(Collected data)
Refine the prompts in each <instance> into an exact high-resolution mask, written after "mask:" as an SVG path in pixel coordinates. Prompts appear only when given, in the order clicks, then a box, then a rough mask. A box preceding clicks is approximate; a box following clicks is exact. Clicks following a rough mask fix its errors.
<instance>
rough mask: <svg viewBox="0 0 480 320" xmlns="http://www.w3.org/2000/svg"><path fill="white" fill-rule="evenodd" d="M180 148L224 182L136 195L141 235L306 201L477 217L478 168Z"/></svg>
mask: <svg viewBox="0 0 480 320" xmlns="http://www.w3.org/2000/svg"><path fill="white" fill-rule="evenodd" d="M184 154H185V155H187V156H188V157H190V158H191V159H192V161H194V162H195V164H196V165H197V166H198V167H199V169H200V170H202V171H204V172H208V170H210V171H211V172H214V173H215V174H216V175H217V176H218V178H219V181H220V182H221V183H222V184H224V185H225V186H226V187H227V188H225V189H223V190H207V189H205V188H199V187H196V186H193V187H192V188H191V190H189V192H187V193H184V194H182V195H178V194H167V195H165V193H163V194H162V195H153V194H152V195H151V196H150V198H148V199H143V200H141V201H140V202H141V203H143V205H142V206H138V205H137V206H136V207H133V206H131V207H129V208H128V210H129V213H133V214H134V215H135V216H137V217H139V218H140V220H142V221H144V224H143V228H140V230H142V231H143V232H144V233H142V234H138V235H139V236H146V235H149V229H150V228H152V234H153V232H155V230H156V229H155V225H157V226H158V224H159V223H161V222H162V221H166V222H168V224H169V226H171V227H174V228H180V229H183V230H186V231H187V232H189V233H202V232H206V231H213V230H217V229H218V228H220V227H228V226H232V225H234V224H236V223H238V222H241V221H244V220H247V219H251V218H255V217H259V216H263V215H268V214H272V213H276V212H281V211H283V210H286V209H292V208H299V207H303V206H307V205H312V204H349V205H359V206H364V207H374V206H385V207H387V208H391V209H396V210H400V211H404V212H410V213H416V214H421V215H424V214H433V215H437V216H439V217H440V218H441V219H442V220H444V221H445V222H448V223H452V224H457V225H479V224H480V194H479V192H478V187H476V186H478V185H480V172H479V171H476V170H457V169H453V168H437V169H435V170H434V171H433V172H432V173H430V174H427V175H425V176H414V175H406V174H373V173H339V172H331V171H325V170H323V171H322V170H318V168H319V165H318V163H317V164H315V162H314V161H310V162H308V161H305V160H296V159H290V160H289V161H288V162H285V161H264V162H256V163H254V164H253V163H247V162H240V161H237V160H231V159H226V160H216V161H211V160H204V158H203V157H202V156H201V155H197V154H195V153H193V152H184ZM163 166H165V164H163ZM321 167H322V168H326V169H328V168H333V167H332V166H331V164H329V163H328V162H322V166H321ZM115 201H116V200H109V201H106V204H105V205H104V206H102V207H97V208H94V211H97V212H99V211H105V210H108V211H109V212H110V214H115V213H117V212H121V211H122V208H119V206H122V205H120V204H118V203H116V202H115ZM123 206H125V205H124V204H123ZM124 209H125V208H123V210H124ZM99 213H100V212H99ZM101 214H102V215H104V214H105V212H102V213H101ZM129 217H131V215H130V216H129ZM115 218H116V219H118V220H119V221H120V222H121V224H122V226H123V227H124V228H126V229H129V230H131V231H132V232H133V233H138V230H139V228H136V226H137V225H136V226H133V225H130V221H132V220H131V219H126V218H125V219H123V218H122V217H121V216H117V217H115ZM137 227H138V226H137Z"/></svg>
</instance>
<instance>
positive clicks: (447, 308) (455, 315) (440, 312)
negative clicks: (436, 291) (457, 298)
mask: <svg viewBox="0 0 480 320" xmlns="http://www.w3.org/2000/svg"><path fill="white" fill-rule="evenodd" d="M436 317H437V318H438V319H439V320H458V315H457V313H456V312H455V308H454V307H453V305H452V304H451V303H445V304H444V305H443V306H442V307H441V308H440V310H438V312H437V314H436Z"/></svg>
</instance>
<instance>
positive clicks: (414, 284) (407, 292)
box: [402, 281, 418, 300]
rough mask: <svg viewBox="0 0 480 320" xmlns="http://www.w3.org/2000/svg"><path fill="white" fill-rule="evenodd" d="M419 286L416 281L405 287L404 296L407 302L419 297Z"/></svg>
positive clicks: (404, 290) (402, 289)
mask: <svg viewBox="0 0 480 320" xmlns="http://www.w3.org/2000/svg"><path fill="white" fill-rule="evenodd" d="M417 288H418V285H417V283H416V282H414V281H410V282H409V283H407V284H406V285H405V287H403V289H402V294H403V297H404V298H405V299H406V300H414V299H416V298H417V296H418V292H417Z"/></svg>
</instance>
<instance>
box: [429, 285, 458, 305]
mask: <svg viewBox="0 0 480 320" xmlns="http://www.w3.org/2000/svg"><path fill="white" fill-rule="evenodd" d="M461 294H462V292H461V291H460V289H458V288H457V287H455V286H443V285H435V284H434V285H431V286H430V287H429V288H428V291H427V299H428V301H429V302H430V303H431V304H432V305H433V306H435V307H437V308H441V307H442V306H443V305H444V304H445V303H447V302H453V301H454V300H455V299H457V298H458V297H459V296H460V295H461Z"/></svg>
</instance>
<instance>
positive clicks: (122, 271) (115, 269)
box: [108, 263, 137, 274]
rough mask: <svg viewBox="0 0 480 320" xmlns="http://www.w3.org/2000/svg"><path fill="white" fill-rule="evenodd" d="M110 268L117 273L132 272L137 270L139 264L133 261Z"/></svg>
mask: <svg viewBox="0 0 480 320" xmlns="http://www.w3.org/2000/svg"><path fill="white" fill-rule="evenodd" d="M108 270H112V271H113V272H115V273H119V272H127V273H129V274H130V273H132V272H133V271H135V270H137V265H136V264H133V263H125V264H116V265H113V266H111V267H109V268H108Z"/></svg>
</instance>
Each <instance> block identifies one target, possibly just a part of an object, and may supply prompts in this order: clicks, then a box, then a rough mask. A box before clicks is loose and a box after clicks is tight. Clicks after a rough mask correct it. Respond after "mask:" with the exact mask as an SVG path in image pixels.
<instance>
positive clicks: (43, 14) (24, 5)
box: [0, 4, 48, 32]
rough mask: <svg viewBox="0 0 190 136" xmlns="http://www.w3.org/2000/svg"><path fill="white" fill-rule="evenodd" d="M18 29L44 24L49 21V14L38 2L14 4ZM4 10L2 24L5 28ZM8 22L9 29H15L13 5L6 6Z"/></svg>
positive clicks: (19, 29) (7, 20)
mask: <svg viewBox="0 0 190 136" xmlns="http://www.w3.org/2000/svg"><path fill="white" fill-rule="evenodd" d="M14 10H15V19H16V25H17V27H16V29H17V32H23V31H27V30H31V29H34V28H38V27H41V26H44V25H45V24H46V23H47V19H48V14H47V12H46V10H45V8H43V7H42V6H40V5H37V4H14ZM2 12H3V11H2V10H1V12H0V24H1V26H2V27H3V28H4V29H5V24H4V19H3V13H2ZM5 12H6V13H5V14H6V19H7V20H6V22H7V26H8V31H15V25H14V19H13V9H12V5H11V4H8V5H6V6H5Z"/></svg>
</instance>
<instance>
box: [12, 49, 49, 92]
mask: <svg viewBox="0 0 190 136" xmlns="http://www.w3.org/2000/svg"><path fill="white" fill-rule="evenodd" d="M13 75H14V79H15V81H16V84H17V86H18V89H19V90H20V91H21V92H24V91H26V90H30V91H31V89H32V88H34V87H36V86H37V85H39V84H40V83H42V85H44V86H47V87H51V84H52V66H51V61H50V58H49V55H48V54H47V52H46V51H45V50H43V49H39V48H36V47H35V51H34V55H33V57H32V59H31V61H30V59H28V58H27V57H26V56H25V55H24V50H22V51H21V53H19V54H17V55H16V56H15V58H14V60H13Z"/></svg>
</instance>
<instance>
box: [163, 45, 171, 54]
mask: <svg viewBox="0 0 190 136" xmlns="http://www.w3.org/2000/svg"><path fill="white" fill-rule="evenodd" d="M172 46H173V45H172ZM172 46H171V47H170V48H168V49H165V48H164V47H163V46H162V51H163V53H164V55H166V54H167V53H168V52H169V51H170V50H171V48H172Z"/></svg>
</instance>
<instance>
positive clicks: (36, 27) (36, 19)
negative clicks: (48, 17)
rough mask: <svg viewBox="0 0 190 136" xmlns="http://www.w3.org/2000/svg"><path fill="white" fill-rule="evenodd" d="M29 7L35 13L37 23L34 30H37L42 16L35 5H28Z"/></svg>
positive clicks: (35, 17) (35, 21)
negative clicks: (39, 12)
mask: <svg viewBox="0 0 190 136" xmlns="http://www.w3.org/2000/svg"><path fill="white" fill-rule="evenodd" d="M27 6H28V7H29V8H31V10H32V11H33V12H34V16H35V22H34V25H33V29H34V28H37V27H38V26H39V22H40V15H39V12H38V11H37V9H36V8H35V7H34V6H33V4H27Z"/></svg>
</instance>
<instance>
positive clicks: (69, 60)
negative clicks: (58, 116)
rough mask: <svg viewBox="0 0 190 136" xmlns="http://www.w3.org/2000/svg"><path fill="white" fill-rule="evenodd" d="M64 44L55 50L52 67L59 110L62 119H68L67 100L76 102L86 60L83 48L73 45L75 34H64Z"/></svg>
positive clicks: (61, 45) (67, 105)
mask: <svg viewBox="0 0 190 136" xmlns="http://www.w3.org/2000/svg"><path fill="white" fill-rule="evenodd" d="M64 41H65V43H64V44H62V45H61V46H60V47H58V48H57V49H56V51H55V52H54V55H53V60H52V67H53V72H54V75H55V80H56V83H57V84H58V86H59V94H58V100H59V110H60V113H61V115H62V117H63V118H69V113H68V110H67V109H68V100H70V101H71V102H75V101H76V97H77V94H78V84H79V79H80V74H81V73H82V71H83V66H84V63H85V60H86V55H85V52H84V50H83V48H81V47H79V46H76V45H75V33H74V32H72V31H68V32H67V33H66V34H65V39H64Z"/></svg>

## TASK INSTRUCTIONS
Among the entries above, which lines include "then"? List them all.

## ANSWER SPACE
Refine the prompts in each <instance> into an exact high-resolution mask, written after "mask:" as an SVG path in pixel coordinates. Prompts appear only when given, in the order clicks, then a box, then a rough mask. A box preceding clicks is approximate; a box following clicks is exact. Clicks following a rough mask fix its errors.
Each <instance> block identifies one target, possibly just a part of an object, and may supply prompts in this order: clicks, then a box, then a rough mask. A box before clicks is loose and a box after clicks is tight. Clicks after a rough mask correct it. Respond after "mask:" with the exact mask as an SVG path in image pixels.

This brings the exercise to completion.